(Point labeling dataset excerpts)
• • • • • • •
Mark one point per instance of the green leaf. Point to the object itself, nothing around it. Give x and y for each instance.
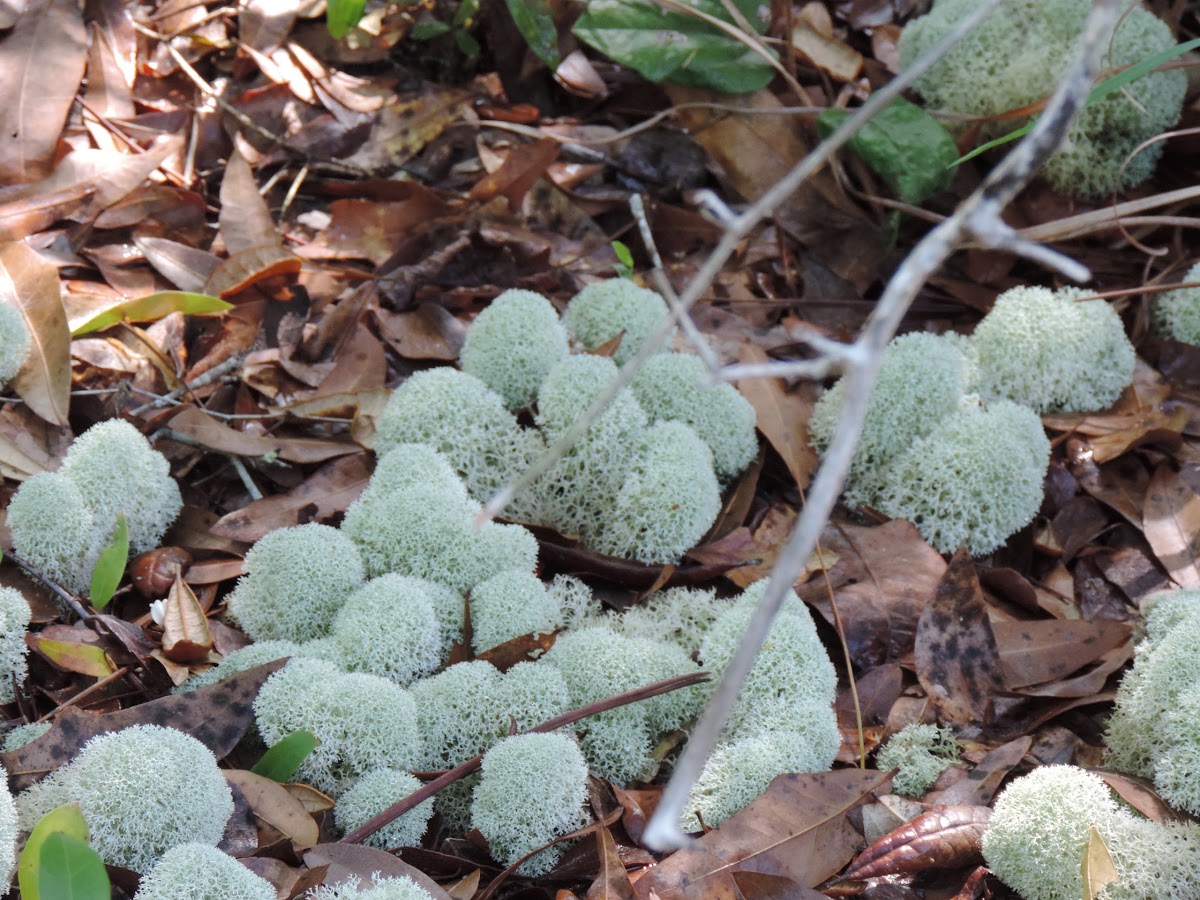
(58, 864)
(281, 761)
(153, 307)
(663, 45)
(905, 145)
(535, 23)
(343, 15)
(427, 30)
(111, 565)
(624, 259)
(1110, 84)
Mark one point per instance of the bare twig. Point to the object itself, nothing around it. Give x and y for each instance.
(414, 799)
(735, 232)
(978, 217)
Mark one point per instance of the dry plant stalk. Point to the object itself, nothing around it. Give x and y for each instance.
(976, 222)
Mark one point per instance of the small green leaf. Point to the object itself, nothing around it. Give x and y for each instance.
(71, 870)
(58, 864)
(624, 259)
(663, 45)
(903, 144)
(343, 15)
(153, 307)
(427, 30)
(535, 23)
(281, 761)
(111, 565)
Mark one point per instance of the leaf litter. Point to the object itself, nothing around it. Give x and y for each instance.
(259, 354)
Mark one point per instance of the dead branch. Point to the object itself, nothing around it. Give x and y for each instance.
(978, 220)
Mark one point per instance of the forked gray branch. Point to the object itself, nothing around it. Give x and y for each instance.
(977, 220)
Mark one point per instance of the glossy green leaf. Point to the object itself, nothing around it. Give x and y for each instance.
(663, 45)
(153, 307)
(281, 760)
(904, 145)
(535, 23)
(343, 15)
(71, 870)
(111, 567)
(58, 864)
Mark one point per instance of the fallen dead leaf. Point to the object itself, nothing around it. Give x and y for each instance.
(797, 829)
(955, 651)
(1173, 525)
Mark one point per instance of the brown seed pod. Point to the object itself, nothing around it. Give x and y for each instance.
(154, 571)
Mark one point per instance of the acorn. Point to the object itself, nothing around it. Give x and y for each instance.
(154, 571)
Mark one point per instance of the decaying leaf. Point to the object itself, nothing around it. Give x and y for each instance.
(1098, 869)
(1173, 525)
(271, 803)
(797, 829)
(781, 417)
(186, 636)
(216, 715)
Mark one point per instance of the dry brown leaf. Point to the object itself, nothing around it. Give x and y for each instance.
(883, 579)
(271, 803)
(783, 418)
(31, 283)
(955, 651)
(1050, 649)
(940, 838)
(330, 490)
(373, 231)
(186, 636)
(41, 65)
(245, 220)
(612, 883)
(216, 715)
(1173, 525)
(797, 829)
(1098, 869)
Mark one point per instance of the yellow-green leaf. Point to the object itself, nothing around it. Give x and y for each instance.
(111, 567)
(58, 864)
(153, 307)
• • • • • • •
§ **TASK TO COMPLETE**
Drop the pictures and reproduce the rest of the entries above exactly.

§ **THE ANSWER**
Mark one point per instance of the green leaf. Point to the object itself, nothing around it. Give x and y for each instance.
(58, 864)
(281, 761)
(153, 307)
(663, 45)
(905, 145)
(535, 23)
(343, 15)
(427, 30)
(111, 565)
(624, 259)
(1110, 84)
Mark one point per instance of the bare twig. Point to the object itself, nothing around it. Give x and y for each instance.
(414, 799)
(735, 232)
(978, 217)
Mark one point per instance of the dry plant stalk. Point to the object itself, nothing around it. Give x and y for each instance.
(976, 222)
Mark one point per instance of the small green leaf. Point to the object itself, nothing around it. Give x and y for each instance.
(71, 870)
(58, 864)
(624, 259)
(663, 45)
(903, 144)
(343, 15)
(153, 307)
(427, 30)
(535, 23)
(281, 761)
(111, 565)
Mark one point per instance of the leaf litter. Point to the object itself, nothing around it. Give x and y for each instance.
(259, 354)
Mark one point per instance of the dead branch. Point to the object itself, nothing around it. Give x and y for each instance.
(978, 220)
Mark one point per instance of the forked gray branch. Point to the object itself, nothing around it. Give x and y for each instance.
(977, 220)
Mark one point per instance of the glossy green leaf. Point to the object itself, nothing around it. Give x and y for each instance.
(663, 45)
(153, 307)
(281, 760)
(904, 145)
(535, 23)
(343, 15)
(71, 870)
(111, 567)
(58, 864)
Mark one point per instance of the fallen dead leaf. Point to the object itself, nothing around it. Give x and y for each instance.
(797, 829)
(955, 651)
(1173, 525)
Mark one point per instance of the brown seed pod. Point to the object itself, nothing around it. Give x and y for each instance.
(154, 571)
Mark one point per instance of the acorn. Point to the object itself, nothing around it. Give x and y for each instance.
(154, 571)
Mark one point per instance of the decaying leaf. Point to the object itself, nothing around it. Give x and y for each instance.
(1098, 869)
(1173, 525)
(271, 803)
(797, 829)
(781, 417)
(186, 636)
(216, 715)
Mark one point per instance of the dry brown leaf. Point to the object itself, nothing around it. Give x and y for each instance.
(883, 579)
(271, 803)
(783, 418)
(31, 283)
(955, 651)
(1050, 649)
(940, 838)
(330, 490)
(373, 231)
(186, 636)
(41, 65)
(245, 220)
(612, 883)
(216, 715)
(1173, 525)
(797, 829)
(1098, 869)
Mark one point per instance of the yellow-green leaf. Point to the object itself, nothing around it. Give x and y for each instance.
(111, 567)
(58, 864)
(153, 307)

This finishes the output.